━━━ Record extracts ━━━

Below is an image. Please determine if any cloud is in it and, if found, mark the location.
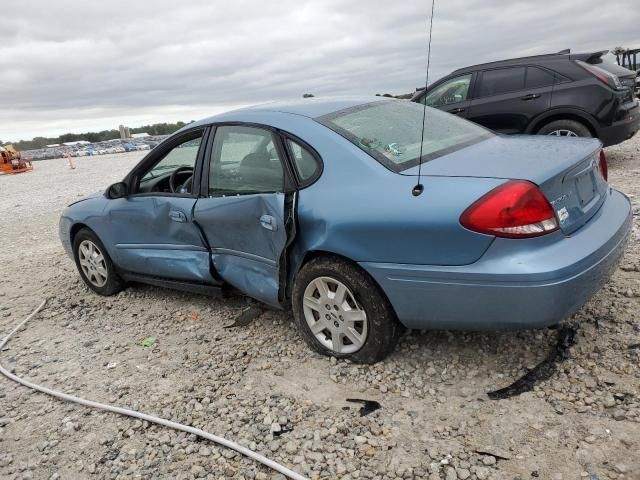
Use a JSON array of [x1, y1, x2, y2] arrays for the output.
[[1, 0, 638, 141]]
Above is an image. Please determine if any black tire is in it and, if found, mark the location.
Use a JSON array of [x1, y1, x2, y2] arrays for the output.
[[536, 119, 592, 138], [72, 228, 125, 296], [292, 256, 401, 364]]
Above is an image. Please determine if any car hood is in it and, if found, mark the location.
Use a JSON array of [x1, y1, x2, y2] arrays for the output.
[[67, 190, 104, 207], [401, 134, 601, 184]]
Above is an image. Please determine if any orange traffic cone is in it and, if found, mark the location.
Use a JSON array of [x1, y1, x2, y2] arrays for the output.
[[66, 153, 76, 169]]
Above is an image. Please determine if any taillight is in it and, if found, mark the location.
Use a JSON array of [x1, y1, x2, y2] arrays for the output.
[[460, 180, 559, 238], [598, 149, 608, 182], [575, 60, 624, 90]]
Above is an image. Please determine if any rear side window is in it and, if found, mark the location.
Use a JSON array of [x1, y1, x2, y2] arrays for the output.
[[209, 126, 284, 195], [525, 66, 557, 88], [286, 139, 319, 182], [478, 67, 526, 97]]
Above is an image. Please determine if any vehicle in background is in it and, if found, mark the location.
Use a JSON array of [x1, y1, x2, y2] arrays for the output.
[[614, 47, 640, 97], [412, 49, 640, 147], [59, 98, 631, 363], [19, 135, 172, 161]]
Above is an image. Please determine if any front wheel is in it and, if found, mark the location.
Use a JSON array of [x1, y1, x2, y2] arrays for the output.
[[292, 257, 401, 364], [73, 228, 125, 296]]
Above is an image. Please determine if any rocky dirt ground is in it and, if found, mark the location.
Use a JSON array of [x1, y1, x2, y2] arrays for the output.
[[0, 136, 639, 480]]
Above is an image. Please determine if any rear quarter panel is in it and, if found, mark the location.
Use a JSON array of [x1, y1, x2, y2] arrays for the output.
[[549, 79, 619, 127], [294, 172, 503, 266]]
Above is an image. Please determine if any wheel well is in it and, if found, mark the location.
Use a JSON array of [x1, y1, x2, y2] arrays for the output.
[[293, 250, 401, 321], [532, 114, 597, 137], [70, 223, 89, 244], [300, 250, 354, 267]]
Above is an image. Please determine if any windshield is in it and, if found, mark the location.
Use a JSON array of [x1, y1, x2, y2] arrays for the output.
[[316, 100, 492, 172]]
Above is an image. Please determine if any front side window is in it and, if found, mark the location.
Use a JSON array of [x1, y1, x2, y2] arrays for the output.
[[478, 67, 526, 97], [422, 74, 472, 107], [142, 133, 202, 182], [138, 131, 203, 193], [209, 126, 284, 195], [317, 100, 492, 172]]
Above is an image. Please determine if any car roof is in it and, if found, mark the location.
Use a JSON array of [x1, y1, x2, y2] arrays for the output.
[[188, 96, 385, 128], [450, 52, 570, 76], [448, 49, 612, 76]]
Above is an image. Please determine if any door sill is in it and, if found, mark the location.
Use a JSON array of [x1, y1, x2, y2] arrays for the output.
[[120, 271, 223, 297]]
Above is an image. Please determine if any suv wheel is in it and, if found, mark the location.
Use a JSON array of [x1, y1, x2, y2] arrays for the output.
[[73, 228, 125, 296], [292, 257, 401, 364], [537, 119, 592, 138]]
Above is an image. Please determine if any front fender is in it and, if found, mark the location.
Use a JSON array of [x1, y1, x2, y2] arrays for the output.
[[59, 195, 112, 259]]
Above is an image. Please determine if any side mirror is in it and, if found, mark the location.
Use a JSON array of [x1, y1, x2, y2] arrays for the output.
[[106, 182, 128, 199]]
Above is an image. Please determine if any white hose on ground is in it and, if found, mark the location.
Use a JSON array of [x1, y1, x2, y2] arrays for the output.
[[0, 299, 308, 480]]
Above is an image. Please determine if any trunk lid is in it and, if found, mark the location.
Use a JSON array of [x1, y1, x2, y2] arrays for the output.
[[402, 135, 607, 234]]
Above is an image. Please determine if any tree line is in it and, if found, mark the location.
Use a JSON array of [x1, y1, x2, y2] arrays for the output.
[[2, 121, 192, 151]]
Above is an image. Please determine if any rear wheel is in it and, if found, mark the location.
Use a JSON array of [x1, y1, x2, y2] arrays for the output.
[[292, 257, 401, 364], [537, 119, 592, 138], [73, 228, 125, 296]]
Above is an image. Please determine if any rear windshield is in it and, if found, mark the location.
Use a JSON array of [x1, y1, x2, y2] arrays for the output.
[[316, 100, 492, 172]]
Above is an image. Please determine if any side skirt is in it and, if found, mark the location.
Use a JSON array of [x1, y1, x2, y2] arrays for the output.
[[120, 271, 223, 297]]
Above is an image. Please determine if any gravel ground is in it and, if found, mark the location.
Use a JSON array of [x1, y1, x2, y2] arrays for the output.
[[0, 138, 639, 480]]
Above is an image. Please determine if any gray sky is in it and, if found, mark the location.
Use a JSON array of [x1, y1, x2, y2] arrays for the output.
[[2, 0, 638, 142]]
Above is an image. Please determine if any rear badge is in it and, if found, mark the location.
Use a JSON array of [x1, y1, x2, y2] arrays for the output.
[[557, 207, 569, 224], [550, 193, 570, 206]]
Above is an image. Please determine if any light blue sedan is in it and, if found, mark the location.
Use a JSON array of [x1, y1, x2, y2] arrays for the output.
[[59, 98, 632, 363]]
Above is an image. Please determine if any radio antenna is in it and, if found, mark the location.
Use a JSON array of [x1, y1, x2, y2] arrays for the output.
[[413, 0, 436, 197]]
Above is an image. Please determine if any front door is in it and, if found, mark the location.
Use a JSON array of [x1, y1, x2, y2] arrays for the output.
[[193, 125, 292, 307], [421, 73, 473, 118], [105, 129, 215, 283]]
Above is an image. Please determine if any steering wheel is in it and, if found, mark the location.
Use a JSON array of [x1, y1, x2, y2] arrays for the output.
[[169, 166, 194, 193]]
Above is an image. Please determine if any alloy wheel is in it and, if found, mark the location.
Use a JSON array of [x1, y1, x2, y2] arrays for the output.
[[548, 129, 578, 137], [78, 240, 108, 287], [302, 276, 368, 354]]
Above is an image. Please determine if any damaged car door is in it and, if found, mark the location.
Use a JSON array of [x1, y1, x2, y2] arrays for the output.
[[193, 125, 292, 307], [106, 129, 215, 283]]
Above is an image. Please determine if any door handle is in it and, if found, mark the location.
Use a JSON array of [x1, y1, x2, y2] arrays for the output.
[[521, 94, 540, 101], [169, 210, 187, 223], [259, 214, 277, 231], [450, 107, 466, 114]]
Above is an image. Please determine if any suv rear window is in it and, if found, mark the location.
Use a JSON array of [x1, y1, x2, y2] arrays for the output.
[[316, 100, 492, 172], [478, 67, 525, 96]]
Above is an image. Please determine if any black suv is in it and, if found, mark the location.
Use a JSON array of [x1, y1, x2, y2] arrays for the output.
[[412, 50, 640, 147]]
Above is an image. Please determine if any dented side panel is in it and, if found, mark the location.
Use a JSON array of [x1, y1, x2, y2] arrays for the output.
[[193, 193, 287, 307], [105, 196, 214, 282]]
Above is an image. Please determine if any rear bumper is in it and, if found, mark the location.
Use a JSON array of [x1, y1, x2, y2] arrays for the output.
[[599, 102, 640, 147], [361, 189, 632, 330]]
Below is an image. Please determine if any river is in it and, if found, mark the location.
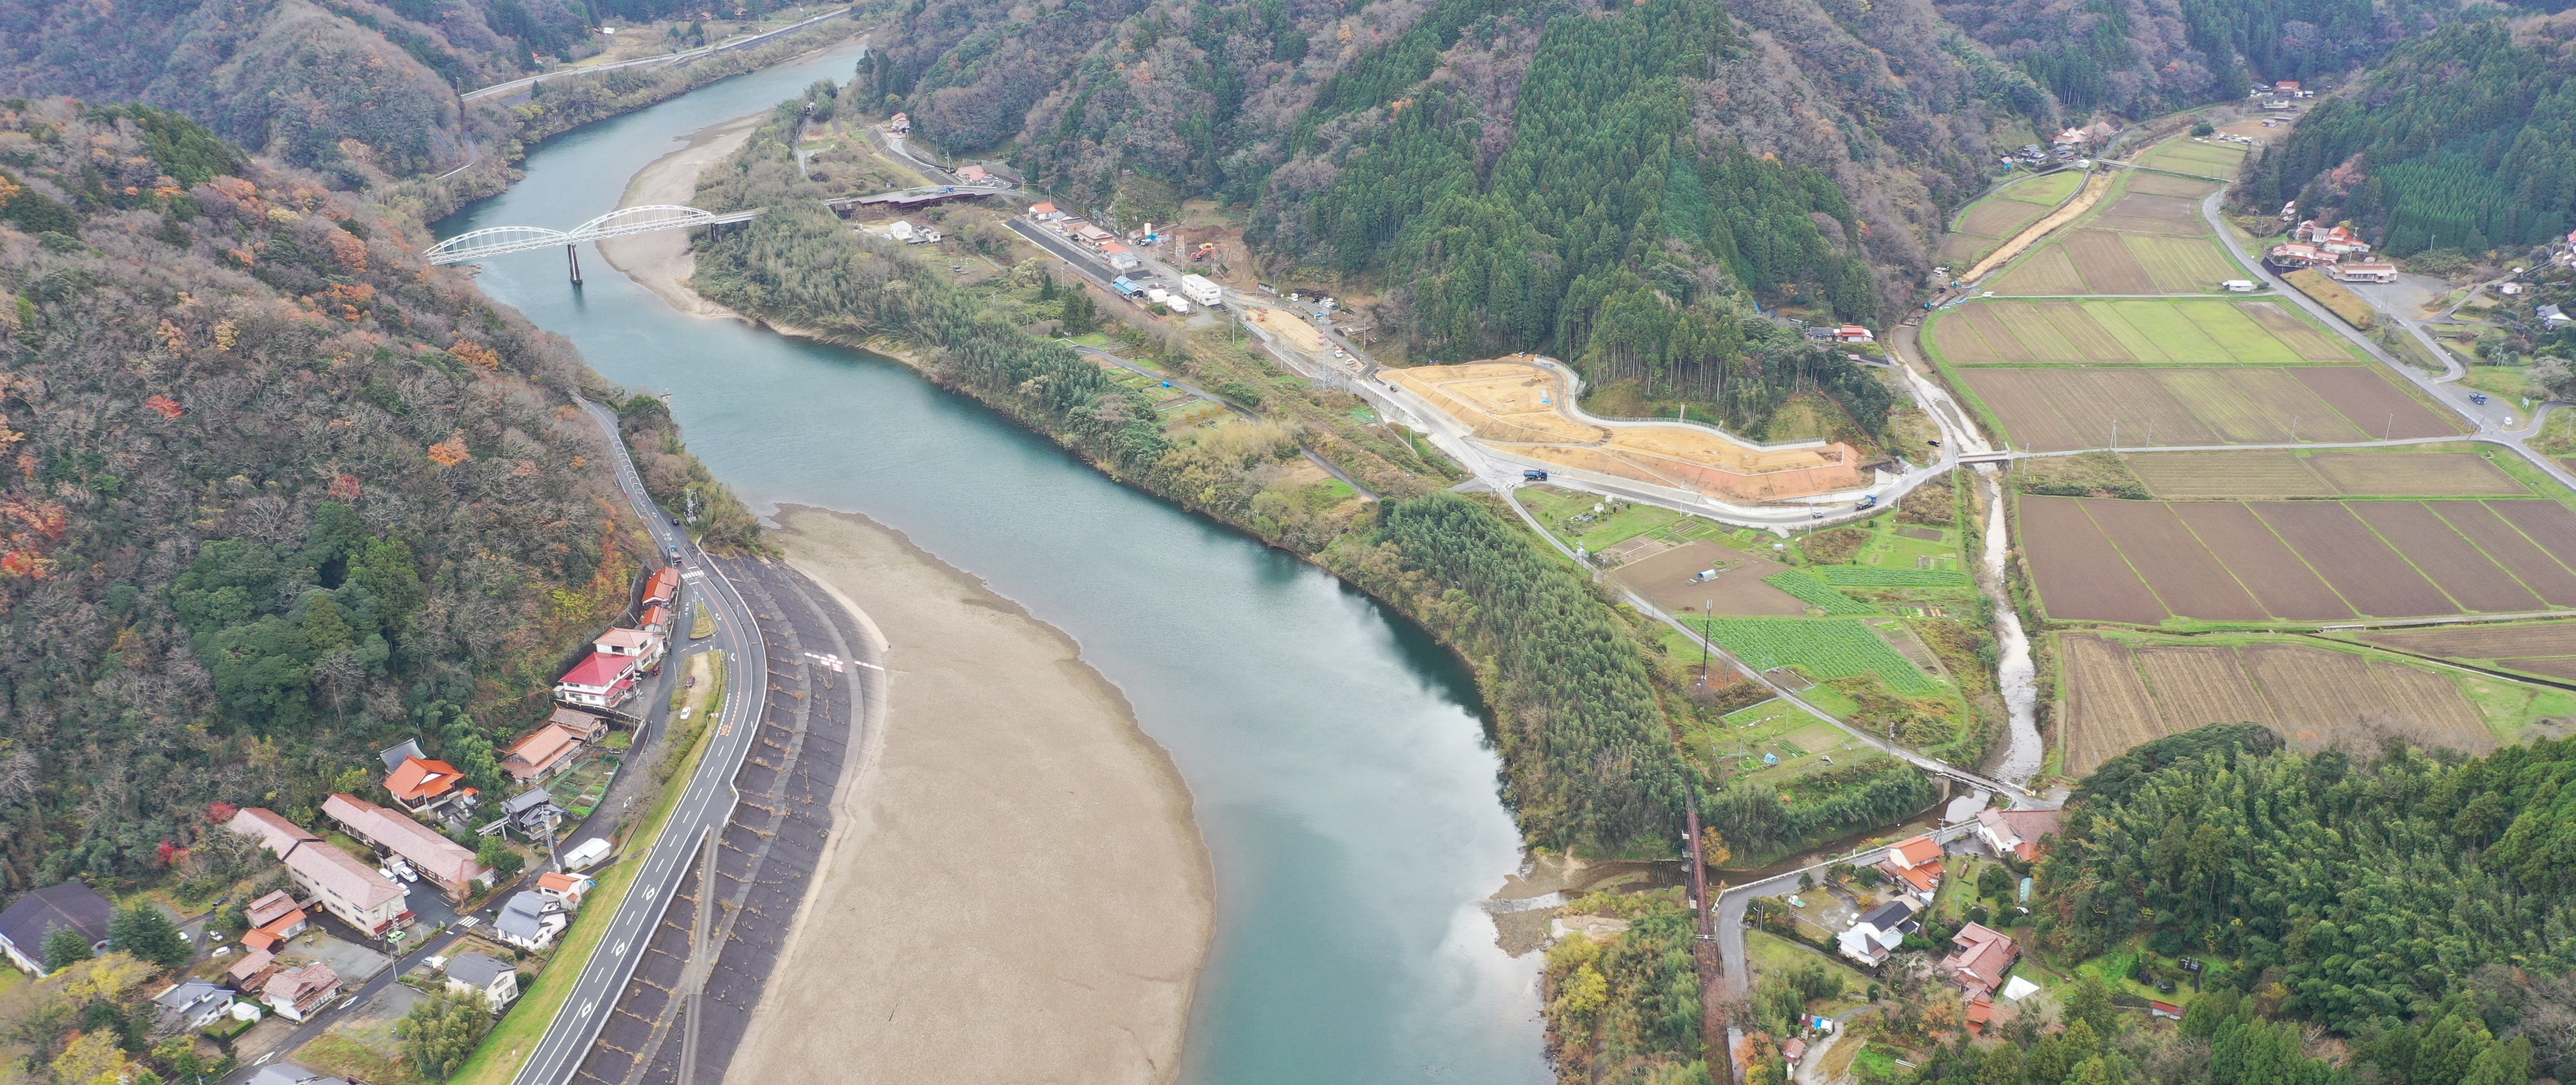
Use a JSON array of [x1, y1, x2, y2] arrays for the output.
[[435, 39, 1551, 1085]]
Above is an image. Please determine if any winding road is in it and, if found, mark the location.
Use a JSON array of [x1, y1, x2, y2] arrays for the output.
[[461, 10, 857, 102], [2197, 190, 2576, 491]]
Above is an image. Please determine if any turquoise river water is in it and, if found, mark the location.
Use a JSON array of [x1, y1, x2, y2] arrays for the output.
[[437, 38, 1552, 1084]]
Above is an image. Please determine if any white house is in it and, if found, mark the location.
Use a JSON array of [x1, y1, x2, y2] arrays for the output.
[[442, 951, 520, 1011], [264, 963, 341, 1023], [493, 891, 569, 952], [1837, 898, 1918, 966], [152, 979, 235, 1034]]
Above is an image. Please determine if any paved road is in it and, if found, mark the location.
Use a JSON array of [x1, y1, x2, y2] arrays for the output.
[[2199, 190, 2576, 491], [1711, 822, 1979, 1000], [462, 10, 856, 101], [499, 400, 775, 1085]]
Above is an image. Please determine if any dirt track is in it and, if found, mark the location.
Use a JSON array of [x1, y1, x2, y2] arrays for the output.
[[1962, 170, 2116, 283]]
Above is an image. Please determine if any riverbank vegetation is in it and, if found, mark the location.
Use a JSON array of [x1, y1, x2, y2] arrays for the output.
[[0, 99, 750, 899]]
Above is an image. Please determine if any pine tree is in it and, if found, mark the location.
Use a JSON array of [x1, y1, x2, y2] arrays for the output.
[[109, 903, 190, 969], [42, 924, 94, 972]]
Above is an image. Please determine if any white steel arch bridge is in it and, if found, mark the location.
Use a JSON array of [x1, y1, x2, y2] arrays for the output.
[[425, 205, 760, 277]]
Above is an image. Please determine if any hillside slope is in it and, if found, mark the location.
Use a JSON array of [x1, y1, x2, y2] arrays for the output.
[[0, 99, 748, 893]]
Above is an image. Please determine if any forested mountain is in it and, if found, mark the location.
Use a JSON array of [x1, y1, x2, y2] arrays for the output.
[[0, 99, 710, 895], [2239, 13, 2576, 256], [872, 0, 2042, 323], [2026, 726, 2576, 1081], [0, 0, 828, 185]]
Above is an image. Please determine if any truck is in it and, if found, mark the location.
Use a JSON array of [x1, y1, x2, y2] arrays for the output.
[[1180, 274, 1223, 308], [1522, 469, 1549, 482], [1856, 494, 1879, 509], [561, 838, 612, 872]]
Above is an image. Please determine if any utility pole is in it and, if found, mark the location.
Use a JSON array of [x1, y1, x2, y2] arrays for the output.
[[1699, 599, 1714, 684]]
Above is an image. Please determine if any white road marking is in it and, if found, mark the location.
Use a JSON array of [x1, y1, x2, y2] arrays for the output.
[[578, 1000, 595, 1018]]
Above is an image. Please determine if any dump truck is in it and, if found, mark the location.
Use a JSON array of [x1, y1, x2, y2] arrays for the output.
[[1522, 469, 1549, 482]]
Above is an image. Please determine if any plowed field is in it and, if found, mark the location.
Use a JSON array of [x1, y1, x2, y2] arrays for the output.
[[2129, 451, 2333, 498], [2253, 502, 2459, 618], [2080, 501, 2267, 621], [1992, 245, 2087, 294], [2245, 643, 2382, 746], [2293, 367, 2466, 439], [2365, 660, 2496, 753], [2169, 503, 2352, 619], [2350, 503, 2542, 613], [2018, 496, 2169, 624], [2362, 622, 2576, 660], [2064, 231, 2153, 293], [2424, 504, 2576, 605]]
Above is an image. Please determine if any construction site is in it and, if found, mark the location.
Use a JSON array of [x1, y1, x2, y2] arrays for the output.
[[1384, 359, 1870, 503]]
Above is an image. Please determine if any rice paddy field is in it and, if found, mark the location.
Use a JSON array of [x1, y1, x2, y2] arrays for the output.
[[1939, 169, 2089, 265], [2016, 494, 2576, 624], [1929, 298, 2358, 365], [2055, 632, 2512, 776], [1954, 364, 2465, 451], [2134, 137, 2250, 179]]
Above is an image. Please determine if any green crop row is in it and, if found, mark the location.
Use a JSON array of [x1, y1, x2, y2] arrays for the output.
[[1761, 572, 1879, 615], [1812, 566, 1974, 588], [1705, 617, 1942, 696]]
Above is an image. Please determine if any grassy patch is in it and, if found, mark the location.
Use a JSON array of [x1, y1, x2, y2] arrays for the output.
[[2283, 269, 2377, 329], [298, 1034, 426, 1085]]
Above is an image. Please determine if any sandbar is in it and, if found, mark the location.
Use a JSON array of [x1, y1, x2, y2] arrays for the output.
[[724, 506, 1213, 1085], [597, 113, 758, 318]]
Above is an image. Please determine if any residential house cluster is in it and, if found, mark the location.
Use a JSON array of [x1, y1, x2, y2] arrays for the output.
[[1031, 202, 1147, 271], [226, 807, 411, 938], [553, 568, 675, 713], [2268, 220, 2398, 283], [322, 794, 492, 902]]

━━━

» What you have to do: In the records above, how many lines hold the string "tree"? Only the number should be given.

» Answer space: 2